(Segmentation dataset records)
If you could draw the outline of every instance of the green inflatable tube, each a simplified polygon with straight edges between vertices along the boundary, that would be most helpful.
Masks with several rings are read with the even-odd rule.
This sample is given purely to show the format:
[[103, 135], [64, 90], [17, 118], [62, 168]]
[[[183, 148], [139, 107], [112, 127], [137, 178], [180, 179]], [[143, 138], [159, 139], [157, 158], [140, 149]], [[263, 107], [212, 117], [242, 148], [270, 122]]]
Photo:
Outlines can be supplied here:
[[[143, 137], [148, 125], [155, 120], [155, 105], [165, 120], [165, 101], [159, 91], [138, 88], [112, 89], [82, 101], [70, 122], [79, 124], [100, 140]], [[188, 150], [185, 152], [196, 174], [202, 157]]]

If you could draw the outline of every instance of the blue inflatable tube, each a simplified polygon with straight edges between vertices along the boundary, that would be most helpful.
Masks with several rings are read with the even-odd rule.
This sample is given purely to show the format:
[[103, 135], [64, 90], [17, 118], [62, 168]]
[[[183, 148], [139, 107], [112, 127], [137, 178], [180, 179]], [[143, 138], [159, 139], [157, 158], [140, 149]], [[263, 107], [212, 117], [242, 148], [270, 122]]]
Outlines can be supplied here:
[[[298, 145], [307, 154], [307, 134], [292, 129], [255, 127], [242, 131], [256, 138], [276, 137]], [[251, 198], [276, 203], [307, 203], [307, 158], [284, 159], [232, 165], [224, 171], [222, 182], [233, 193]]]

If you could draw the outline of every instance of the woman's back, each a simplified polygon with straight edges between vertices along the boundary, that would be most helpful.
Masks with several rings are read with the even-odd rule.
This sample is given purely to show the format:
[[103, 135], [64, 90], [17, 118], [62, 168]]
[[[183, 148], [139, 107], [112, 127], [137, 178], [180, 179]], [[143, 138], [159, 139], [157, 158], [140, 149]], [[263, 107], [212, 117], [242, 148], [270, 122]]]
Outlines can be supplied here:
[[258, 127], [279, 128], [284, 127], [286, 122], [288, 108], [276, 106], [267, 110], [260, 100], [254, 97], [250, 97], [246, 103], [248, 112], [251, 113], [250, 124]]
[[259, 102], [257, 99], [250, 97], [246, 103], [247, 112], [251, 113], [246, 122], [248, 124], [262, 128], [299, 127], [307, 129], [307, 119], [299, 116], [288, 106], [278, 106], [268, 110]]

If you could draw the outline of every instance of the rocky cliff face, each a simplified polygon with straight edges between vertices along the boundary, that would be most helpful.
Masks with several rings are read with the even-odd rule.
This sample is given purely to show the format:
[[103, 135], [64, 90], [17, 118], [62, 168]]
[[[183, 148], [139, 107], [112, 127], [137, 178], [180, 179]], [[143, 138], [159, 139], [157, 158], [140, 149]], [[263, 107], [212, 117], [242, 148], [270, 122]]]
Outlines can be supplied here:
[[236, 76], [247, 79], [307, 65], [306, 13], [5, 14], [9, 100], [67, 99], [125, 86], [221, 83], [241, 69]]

**Instruction**. Convert the records above into a JSON list of strings, with each line as its own string and blank lines omitted.

**Finished task**.
[
  "If you could draw the outline of every instance of the green inflatable tube, each a simplified polygon with straight edges between vertices along the boundary, that would be most helpful.",
  "Masks with several rings are read with the even-odd rule.",
  "This sample is given purely to show the format:",
  "[[103, 135], [64, 90], [17, 118], [62, 168]]",
  "[[[183, 148], [139, 107], [112, 127], [137, 178], [180, 179]], [[143, 138], [159, 139], [157, 158], [140, 149]], [[263, 107], [212, 117], [242, 148], [270, 122]]]",
  "Photo:",
  "Outlines can be supplied here:",
  "[[[143, 137], [148, 125], [155, 120], [155, 105], [165, 120], [165, 101], [159, 91], [138, 88], [112, 89], [82, 101], [70, 122], [79, 124], [100, 140]], [[188, 150], [185, 152], [196, 174], [202, 157]]]",
  "If you could draw the outline of every instance of the blue inflatable tube, each a simplified polygon with straight edges between vertices along the boundary, that would be most helpful.",
  "Masks with several rings are read with the even-odd rule.",
  "This sample is given purely to show the format:",
  "[[103, 135], [64, 90], [17, 118], [62, 168]]",
  "[[[183, 148], [139, 107], [112, 127], [137, 178], [180, 179]], [[143, 138], [159, 139], [157, 158], [140, 149]], [[263, 107], [212, 117], [242, 148], [270, 122]]]",
  "Outlines can be supplied here:",
  "[[[298, 145], [307, 154], [307, 134], [292, 129], [255, 127], [242, 131], [256, 138], [276, 137]], [[251, 198], [276, 203], [307, 203], [307, 158], [284, 159], [232, 165], [224, 171], [222, 182], [233, 193]]]",
  "If you could draw the outline of every instance of the woman's back, each a simplified polygon with straight edges between vertices along the boundary, that would be most helpful.",
  "Masks with several rings are read with the even-odd rule.",
  "This sample is given purely to show the format:",
  "[[103, 135], [64, 90], [17, 118], [62, 168]]",
  "[[[183, 148], [139, 107], [112, 127], [137, 178], [180, 179]], [[143, 138], [159, 139], [157, 158], [140, 149]], [[263, 107], [212, 117], [242, 148], [270, 122]]]",
  "Outlines can be supplied here:",
  "[[258, 127], [279, 128], [284, 127], [286, 122], [288, 108], [276, 106], [267, 110], [260, 100], [254, 97], [250, 97], [246, 103], [248, 112], [251, 113], [250, 124]]",
  "[[259, 102], [257, 99], [250, 97], [246, 103], [247, 112], [251, 113], [246, 122], [248, 124], [262, 128], [299, 127], [307, 129], [307, 119], [299, 116], [288, 106], [278, 106], [268, 110]]",
  "If you could draw the outline of every instance of the rocky cliff face, each a simplified polygon with straight edges between vertices along the boundary, that would be most helpful.",
  "Masks with several rings are read with the even-odd rule.",
  "This sample is given purely to show the format:",
  "[[103, 135], [64, 90], [17, 118], [62, 168]]",
  "[[[183, 148], [139, 107], [112, 127], [137, 178], [180, 179]], [[143, 138], [159, 139], [157, 158], [140, 149]], [[263, 107], [212, 117], [242, 148], [270, 122]]]",
  "Outlines can be supplied here:",
  "[[236, 76], [247, 79], [307, 65], [306, 13], [5, 14], [9, 100], [67, 99], [125, 86], [221, 83], [241, 69]]"
]